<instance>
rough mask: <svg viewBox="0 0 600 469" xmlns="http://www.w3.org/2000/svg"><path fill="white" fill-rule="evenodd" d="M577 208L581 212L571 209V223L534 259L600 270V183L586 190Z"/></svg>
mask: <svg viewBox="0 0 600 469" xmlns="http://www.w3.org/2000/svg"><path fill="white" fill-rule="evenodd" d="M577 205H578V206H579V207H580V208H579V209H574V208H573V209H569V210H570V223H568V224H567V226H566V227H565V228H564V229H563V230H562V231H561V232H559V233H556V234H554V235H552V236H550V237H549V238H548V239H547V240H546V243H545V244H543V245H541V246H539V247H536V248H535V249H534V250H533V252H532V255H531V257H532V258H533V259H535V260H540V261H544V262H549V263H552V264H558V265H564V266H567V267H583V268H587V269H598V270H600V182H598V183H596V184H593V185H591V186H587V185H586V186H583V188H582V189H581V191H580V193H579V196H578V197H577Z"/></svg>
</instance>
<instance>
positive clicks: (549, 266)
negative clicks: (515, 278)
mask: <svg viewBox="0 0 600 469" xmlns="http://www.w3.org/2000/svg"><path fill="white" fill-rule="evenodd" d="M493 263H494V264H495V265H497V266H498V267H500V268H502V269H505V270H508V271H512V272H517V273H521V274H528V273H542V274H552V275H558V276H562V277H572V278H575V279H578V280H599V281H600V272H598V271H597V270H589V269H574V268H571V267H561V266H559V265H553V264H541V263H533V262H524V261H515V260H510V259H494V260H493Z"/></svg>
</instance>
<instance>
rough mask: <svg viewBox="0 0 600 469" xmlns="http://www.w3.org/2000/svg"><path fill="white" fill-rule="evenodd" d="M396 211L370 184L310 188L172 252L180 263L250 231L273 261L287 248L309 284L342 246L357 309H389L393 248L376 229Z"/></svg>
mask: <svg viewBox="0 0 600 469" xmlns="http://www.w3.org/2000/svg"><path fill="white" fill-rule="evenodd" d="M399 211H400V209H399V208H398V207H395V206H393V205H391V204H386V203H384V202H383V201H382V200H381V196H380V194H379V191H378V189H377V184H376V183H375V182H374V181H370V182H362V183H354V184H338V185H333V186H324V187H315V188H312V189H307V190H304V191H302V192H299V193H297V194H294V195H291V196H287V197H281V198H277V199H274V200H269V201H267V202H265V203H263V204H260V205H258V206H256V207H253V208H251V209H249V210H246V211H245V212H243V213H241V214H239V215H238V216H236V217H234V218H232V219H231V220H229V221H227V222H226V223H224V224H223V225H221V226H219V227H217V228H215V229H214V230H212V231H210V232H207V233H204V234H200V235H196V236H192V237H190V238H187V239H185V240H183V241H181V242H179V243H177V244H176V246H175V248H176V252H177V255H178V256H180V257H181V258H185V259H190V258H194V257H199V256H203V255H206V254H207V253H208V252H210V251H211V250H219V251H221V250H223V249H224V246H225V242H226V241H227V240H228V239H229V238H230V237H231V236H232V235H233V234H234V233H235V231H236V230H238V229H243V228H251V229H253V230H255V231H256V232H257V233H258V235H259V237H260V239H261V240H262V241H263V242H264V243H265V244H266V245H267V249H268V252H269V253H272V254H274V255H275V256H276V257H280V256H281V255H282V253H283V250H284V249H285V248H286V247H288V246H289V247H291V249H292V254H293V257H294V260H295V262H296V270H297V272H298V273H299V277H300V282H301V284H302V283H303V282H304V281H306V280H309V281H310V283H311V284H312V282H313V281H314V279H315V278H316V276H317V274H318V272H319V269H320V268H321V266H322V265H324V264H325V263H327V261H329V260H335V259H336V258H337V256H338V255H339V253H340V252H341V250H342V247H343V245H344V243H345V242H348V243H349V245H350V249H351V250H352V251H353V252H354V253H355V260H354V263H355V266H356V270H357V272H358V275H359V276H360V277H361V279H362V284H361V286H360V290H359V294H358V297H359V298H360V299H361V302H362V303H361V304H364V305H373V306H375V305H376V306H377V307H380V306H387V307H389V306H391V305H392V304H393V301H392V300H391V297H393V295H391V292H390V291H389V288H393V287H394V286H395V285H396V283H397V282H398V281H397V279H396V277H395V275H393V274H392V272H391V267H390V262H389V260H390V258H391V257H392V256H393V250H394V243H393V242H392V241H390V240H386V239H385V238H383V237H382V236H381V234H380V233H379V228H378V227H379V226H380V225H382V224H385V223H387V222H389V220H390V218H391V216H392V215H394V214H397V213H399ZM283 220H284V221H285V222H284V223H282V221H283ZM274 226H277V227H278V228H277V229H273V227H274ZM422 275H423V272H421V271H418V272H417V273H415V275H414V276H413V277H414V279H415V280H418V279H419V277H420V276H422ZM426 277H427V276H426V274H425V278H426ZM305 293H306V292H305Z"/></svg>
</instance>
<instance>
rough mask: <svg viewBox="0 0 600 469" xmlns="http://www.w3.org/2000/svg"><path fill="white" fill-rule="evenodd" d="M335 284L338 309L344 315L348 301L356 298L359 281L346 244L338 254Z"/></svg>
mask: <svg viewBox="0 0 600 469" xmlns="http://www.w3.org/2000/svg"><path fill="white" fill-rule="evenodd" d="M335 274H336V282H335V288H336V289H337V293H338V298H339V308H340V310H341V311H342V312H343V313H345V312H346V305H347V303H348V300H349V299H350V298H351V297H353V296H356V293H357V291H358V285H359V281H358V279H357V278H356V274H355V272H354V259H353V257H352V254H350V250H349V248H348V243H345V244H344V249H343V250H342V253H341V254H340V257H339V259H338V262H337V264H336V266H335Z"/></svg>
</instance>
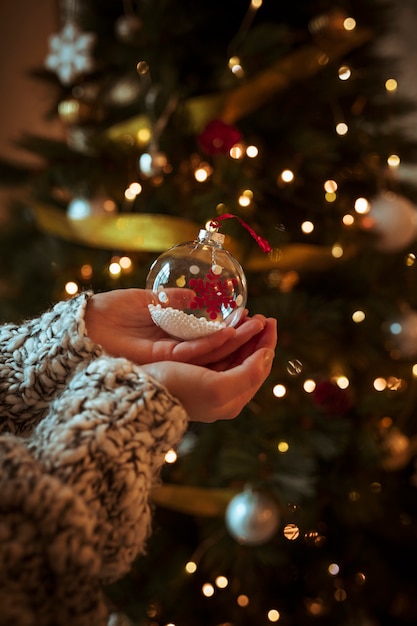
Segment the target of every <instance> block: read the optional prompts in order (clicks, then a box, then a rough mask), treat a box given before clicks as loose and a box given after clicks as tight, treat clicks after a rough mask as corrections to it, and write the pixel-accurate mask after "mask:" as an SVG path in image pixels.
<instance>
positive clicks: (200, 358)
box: [178, 316, 266, 366]
mask: <svg viewBox="0 0 417 626" xmlns="http://www.w3.org/2000/svg"><path fill="white" fill-rule="evenodd" d="M265 323H266V320H265V318H264V317H263V316H259V317H255V318H251V319H247V320H246V321H245V323H244V324H242V325H241V326H239V327H238V328H237V329H236V330H235V332H234V333H233V334H230V335H229V336H227V335H226V334H224V335H223V336H221V337H219V336H218V335H220V332H223V331H219V332H218V333H215V334H213V335H210V336H209V337H207V338H205V339H206V342H205V343H204V345H202V343H201V344H198V345H197V344H194V345H193V346H188V348H191V349H192V350H193V354H192V357H190V358H189V359H187V360H188V362H191V363H193V364H194V365H205V366H209V365H211V364H212V363H216V362H219V361H221V360H223V359H227V358H231V355H233V354H234V353H235V352H236V351H238V350H239V349H240V348H241V347H242V346H243V345H245V344H246V343H248V342H249V341H250V340H251V339H252V338H253V337H254V336H256V335H257V334H258V333H260V332H262V330H263V328H264V326H265ZM200 341H201V340H200ZM188 343H190V342H188ZM186 349H187V346H181V347H180V346H178V352H180V351H181V352H182V350H186Z"/></svg>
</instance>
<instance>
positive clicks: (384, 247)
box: [361, 191, 417, 253]
mask: <svg viewBox="0 0 417 626" xmlns="http://www.w3.org/2000/svg"><path fill="white" fill-rule="evenodd" d="M370 204H371V208H370V210H369V212H368V213H367V214H366V215H365V216H364V217H363V218H362V222H361V226H362V228H363V229H364V230H368V231H369V232H371V233H373V234H374V235H375V240H374V248H375V249H376V250H380V251H381V252H388V253H389V252H398V251H401V250H403V249H404V248H405V247H406V246H408V245H410V244H411V243H412V242H413V241H414V240H415V238H416V236H417V211H416V207H415V206H414V204H412V203H411V202H410V200H408V199H407V198H404V197H403V196H399V195H397V194H395V193H393V192H391V191H385V192H382V193H380V194H379V195H377V196H375V198H373V199H372V200H371V203H370Z"/></svg>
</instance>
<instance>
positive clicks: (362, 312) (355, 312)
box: [352, 310, 365, 324]
mask: <svg viewBox="0 0 417 626" xmlns="http://www.w3.org/2000/svg"><path fill="white" fill-rule="evenodd" d="M364 319H365V312H364V311H361V310H358V311H354V312H353V313H352V320H353V321H354V322H355V324H360V322H363V321H364Z"/></svg>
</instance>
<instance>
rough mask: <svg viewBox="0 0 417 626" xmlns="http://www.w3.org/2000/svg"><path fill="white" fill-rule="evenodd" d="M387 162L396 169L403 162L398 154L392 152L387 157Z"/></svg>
mask: <svg viewBox="0 0 417 626" xmlns="http://www.w3.org/2000/svg"><path fill="white" fill-rule="evenodd" d="M387 163H388V165H389V166H390V167H392V168H393V169H396V168H397V167H399V165H400V163H401V159H400V157H399V156H398V154H390V155H389V157H388V159H387Z"/></svg>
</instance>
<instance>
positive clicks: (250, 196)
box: [238, 189, 253, 207]
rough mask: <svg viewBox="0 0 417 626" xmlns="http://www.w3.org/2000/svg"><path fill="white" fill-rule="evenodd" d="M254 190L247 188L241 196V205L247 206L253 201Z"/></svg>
mask: <svg viewBox="0 0 417 626" xmlns="http://www.w3.org/2000/svg"><path fill="white" fill-rule="evenodd" d="M252 198H253V191H252V190H251V189H245V191H242V193H241V194H240V196H239V200H238V202H239V204H240V206H241V207H247V206H249V205H250V203H251V202H252Z"/></svg>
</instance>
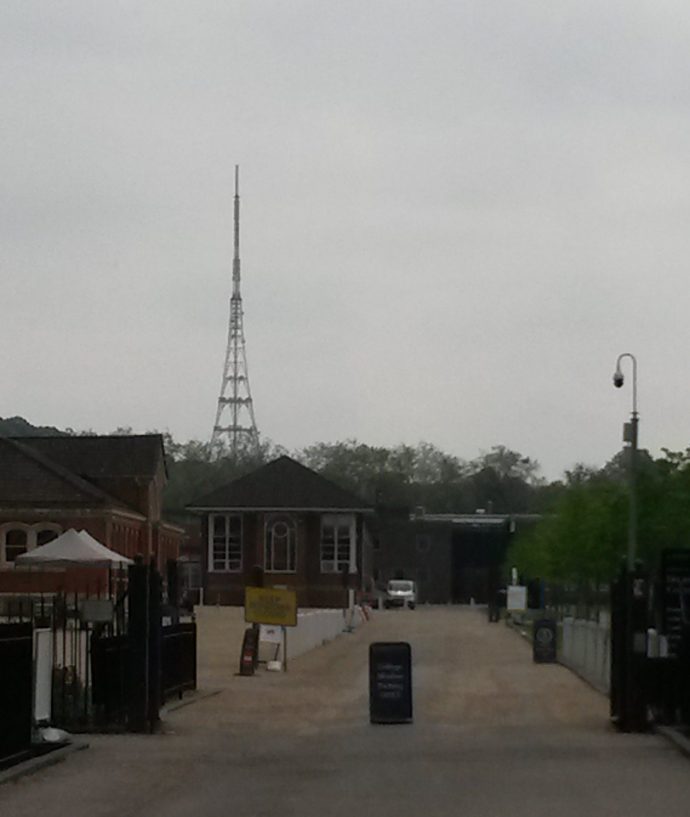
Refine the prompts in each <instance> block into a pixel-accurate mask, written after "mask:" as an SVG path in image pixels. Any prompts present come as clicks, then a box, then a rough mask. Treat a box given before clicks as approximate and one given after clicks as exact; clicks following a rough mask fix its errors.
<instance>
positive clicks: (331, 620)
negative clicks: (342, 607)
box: [275, 607, 365, 661]
mask: <svg viewBox="0 0 690 817" xmlns="http://www.w3.org/2000/svg"><path fill="white" fill-rule="evenodd" d="M364 620H365V617H364V614H363V612H362V610H361V608H360V607H355V608H354V610H353V611H352V613H351V612H350V611H349V610H339V609H338V610H330V609H327V610H324V609H314V610H300V611H299V612H298V614H297V626H296V627H287V628H286V630H287V657H288V661H290V659H292V658H296V657H297V656H299V655H304V653H306V652H309V651H310V650H313V649H315V648H316V647H321V646H323V645H324V644H327V643H328V642H329V641H333V640H334V639H336V638H337V637H338V636H339V635H341V633H344V632H347V631H352V630H353V629H355V628H356V627H358V626H360V624H362V622H363V621H364ZM282 653H283V651H282V648H281V649H278V645H276V651H275V655H276V657H277V658H278V659H280V660H282V659H283V655H282Z"/></svg>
- - - -
Find every line in the records above that contains the word "negative", and copy each of those lines in full.

- Result of the task:
negative clicks: (515, 278)
negative clicks: (342, 607)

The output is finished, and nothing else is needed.